Point annotation dataset records
::::

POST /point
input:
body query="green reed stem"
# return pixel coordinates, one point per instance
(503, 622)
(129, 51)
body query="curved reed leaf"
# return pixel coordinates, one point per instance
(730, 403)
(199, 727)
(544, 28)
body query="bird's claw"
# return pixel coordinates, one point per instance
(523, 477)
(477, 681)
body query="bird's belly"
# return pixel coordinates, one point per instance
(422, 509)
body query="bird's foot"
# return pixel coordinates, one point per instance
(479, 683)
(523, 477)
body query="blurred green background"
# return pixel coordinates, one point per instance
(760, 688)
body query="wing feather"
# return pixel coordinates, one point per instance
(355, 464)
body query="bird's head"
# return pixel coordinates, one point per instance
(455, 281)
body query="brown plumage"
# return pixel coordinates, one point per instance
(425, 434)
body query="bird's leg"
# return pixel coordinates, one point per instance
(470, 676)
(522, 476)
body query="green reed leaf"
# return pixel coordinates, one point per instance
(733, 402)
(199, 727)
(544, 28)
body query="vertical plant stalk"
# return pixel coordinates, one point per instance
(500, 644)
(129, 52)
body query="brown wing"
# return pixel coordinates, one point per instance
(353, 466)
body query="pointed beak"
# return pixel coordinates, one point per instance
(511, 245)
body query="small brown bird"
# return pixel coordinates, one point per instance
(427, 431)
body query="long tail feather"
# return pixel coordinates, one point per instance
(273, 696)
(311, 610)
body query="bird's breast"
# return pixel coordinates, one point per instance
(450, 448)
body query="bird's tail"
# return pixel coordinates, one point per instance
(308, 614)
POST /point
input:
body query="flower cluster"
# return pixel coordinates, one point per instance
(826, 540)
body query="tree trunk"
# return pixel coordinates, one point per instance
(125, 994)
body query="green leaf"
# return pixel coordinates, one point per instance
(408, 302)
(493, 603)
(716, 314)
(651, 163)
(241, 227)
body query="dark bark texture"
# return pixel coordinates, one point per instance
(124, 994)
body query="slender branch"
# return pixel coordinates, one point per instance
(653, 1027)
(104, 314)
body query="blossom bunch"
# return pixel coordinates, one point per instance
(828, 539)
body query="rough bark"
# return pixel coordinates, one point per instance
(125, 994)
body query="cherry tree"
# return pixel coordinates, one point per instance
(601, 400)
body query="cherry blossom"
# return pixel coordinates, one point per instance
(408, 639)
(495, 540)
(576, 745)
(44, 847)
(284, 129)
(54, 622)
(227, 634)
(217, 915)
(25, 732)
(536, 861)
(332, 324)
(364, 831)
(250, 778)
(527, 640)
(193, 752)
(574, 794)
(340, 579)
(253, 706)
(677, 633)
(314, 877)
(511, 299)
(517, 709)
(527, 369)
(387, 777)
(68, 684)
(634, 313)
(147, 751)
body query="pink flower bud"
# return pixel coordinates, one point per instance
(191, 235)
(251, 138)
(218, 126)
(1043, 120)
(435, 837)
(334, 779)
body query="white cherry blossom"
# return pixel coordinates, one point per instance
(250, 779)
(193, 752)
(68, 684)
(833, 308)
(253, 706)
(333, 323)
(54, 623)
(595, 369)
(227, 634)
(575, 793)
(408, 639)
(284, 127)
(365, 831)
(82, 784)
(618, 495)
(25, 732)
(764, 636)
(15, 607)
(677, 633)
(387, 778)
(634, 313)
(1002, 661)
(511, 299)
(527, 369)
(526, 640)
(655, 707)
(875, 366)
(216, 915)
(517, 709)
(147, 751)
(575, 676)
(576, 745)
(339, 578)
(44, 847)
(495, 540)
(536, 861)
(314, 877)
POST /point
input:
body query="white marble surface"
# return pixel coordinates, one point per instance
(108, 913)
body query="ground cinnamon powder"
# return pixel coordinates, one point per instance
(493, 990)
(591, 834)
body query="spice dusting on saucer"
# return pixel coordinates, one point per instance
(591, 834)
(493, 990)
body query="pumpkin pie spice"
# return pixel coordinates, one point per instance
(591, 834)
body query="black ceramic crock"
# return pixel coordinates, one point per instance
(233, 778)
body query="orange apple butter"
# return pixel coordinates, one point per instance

::::

Task requirements: Faithfully transcribe the whole of the data.

The answer:
POST /point
input:
body query="green reed stem"
# return pixel coordinates, one point per instance
(503, 622)
(129, 51)
body query="curved reed leaf"
# return pixel coordinates, one point per instance
(730, 403)
(199, 727)
(544, 28)
body query="bird's claw"
# return pixel coordinates, one point per instance
(523, 477)
(477, 681)
body query="bird's belly"
# return pixel coordinates, one point per instance
(422, 509)
body query="bird's foot"
# return pixel coordinates, one point per instance
(479, 683)
(523, 477)
body query="blurred green background"
# return pixel coordinates, one point per instance
(760, 688)
body query="wing feather"
# return pixel coordinates, one point per instance
(355, 464)
body query="bird's head"
# return pixel coordinates, one point per instance
(455, 281)
body query="brown plumage"
# return pixel coordinates, one point per instance
(425, 434)
body query="bird's leg"
# return pixel coordinates, one point per instance
(470, 676)
(522, 476)
body query="green reed leaf"
# return pixel coordinates, one point per instance
(733, 402)
(199, 727)
(544, 28)
body query="vertical plant stalk"
# return pixel coordinates, one point per instance
(500, 644)
(129, 52)
body query="brown wing"
# return pixel coordinates, one point per instance
(353, 466)
body query="pointed beak"
# return pixel coordinates, one point per instance
(511, 245)
body query="small brown bird"
# return pixel coordinates, one point per instance
(427, 431)
body query="long tail feather"
# return pixel coordinates, one point per instance
(273, 696)
(311, 610)
body query="bird's breast"
# return pixel coordinates, one point per instance
(450, 448)
body query="bird's tail"
# return pixel coordinates, one point per instance
(308, 614)
POST /point
input:
body query="flower cluster"
# return pixel coordinates, one point per instance
(826, 540)
body query="tree trunk"
# return pixel coordinates, one point per instance
(125, 994)
body query="green leaf"
# return pixel coordinates, one point per instance
(408, 302)
(493, 603)
(716, 314)
(651, 163)
(241, 227)
body query="dark bark texture"
# return pixel coordinates, one point per instance
(124, 994)
body query="slender branch"
# return pixel coordinates, one point per instance
(653, 1027)
(104, 314)
body query="blossom bunch"
# return pixel coordinates, one point per instance
(828, 539)
body query="rough bark"
# return pixel coordinates, one point per instance
(125, 994)
body query="cherry tree"
# return pixel coordinates, one point per instance
(601, 400)
body query="cherry blossom"
# return pixel coordinates, one point per instance
(408, 639)
(495, 540)
(576, 745)
(44, 847)
(284, 129)
(54, 622)
(227, 634)
(217, 915)
(25, 732)
(536, 861)
(332, 324)
(364, 831)
(250, 778)
(527, 640)
(193, 752)
(574, 794)
(340, 579)
(253, 706)
(677, 633)
(314, 877)
(511, 299)
(517, 709)
(527, 369)
(387, 777)
(68, 684)
(634, 313)
(147, 751)
body query="pink flower bud"
# return pixel coordinates, one point per instance
(191, 235)
(251, 138)
(218, 126)
(1043, 120)
(435, 837)
(334, 779)
body query="white cherry blossom"
# return pixel coordinates, one point per instance
(250, 779)
(193, 752)
(68, 684)
(833, 308)
(253, 706)
(333, 323)
(54, 623)
(595, 369)
(227, 634)
(575, 793)
(408, 639)
(284, 127)
(365, 831)
(82, 784)
(618, 495)
(25, 732)
(764, 636)
(15, 607)
(677, 633)
(387, 778)
(634, 313)
(1002, 661)
(511, 299)
(527, 369)
(526, 640)
(655, 707)
(875, 366)
(216, 915)
(517, 709)
(147, 751)
(575, 676)
(576, 745)
(339, 578)
(44, 847)
(495, 540)
(536, 861)
(314, 877)
POST /point
input:
body query="white marble surface"
# return pixel coordinates, one point per instance
(108, 913)
body query="ground cinnamon powder"
# return pixel coordinates, one point per instance
(493, 990)
(591, 834)
body query="spice dusting on saucer"
# return pixel coordinates, one point per instance
(591, 834)
(493, 990)
body query="pumpkin pie spice"
# return pixel coordinates, one point per instance
(591, 834)
body query="black ceramic crock"
# return pixel coordinates, one point per instance
(233, 778)
body query="orange apple butter"
# return pixel coordinates, one point per instance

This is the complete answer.